→ **Exercise**
Nothing but an exact copy of the data should be given.

→ **Records**
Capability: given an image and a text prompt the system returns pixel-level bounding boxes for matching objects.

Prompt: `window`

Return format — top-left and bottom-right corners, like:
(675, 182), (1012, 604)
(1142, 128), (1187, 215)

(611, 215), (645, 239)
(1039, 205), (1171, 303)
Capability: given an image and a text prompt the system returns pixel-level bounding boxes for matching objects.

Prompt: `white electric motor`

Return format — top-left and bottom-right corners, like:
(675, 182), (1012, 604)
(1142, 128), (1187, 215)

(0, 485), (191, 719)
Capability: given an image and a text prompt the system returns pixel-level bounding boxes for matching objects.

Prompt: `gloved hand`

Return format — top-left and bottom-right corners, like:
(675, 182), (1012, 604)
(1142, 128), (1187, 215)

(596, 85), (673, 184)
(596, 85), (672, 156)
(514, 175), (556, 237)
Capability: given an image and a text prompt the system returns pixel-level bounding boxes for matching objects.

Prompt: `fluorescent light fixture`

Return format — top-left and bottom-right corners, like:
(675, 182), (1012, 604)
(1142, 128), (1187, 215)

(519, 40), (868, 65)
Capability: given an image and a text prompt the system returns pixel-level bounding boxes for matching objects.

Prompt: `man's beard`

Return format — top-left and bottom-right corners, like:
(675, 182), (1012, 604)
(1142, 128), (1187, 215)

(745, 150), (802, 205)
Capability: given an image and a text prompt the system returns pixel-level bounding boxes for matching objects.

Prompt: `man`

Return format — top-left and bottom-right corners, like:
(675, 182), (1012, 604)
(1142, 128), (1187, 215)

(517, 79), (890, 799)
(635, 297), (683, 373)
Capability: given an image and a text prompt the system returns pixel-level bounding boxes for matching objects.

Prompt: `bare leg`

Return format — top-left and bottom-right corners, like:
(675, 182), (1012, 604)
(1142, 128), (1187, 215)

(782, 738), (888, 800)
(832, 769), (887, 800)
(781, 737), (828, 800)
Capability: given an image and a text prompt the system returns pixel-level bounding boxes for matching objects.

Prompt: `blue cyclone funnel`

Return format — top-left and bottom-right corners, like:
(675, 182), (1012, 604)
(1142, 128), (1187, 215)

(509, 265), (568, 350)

→ **Task answer**
Capability: given an image and a text prompt the system returns pixel-level bounding boxes for matching objects.

Prompt: `window`

Return format — top-left and bottom-right corners, like:
(675, 182), (1012, 604)
(1142, 128), (1187, 215)

(611, 215), (645, 239)
(1039, 205), (1171, 303)
Capability: given an image and a text prompt the system returns pixel-level bounding boxes for matching objects.

Prompt: `white electric motor`

Return format — top-left and bottom-right corners, like:
(675, 182), (1012, 604)
(1142, 128), (1187, 215)

(0, 485), (191, 719)
Capability: given an image and a text prompt the system returns pixel-level bounding boxes for matching objects.

Prompt: `gloved hand`

Return format — top-left and bottom-right corners, like:
(675, 182), (1012, 604)
(1142, 128), (1187, 215)

(596, 85), (673, 184)
(596, 85), (672, 156)
(514, 175), (556, 237)
Capability: given an image and a text prompt the system returns pixel-level bounding boxes for matching objects.

Prompt: `fluorescent light fixture`

Return format — top-left and bottom-right corners, like:
(675, 182), (1012, 604)
(1142, 128), (1187, 215)

(519, 40), (868, 65)
Capability: given an image and a text prompt the system returns pixel-level bounding boxes for matching objects.

Prompt: `man's beard`

Return format — top-left and bottom-right corners, like:
(675, 182), (1012, 604)
(1142, 128), (1187, 215)

(745, 150), (802, 205)
Capability: given an image and a text prompt the system returns pixel-level bounding boxes for matching objects.

Prompt: `man`

Return format — top-left and bottom-right corners, like:
(675, 182), (1012, 604)
(1142, 128), (1187, 215)

(517, 79), (890, 799)
(635, 297), (683, 373)
Capability: given an image and a text prompt the system returns pixel-level bounding boxes for matching objects.

Prompt: `bare leg`

Return format — top-left and bottom-right corners, like:
(675, 182), (1012, 604)
(1142, 128), (1187, 215)

(782, 738), (888, 800)
(832, 769), (887, 800)
(781, 737), (828, 800)
Capability: given an image and a text prompt the system returns pixel-level bounding boxes for matching objects.

Prompt: `blue cyclone funnel`

Return format — top-left and bottom-right corners, like:
(675, 182), (1012, 604)
(1142, 128), (1187, 215)

(509, 265), (568, 350)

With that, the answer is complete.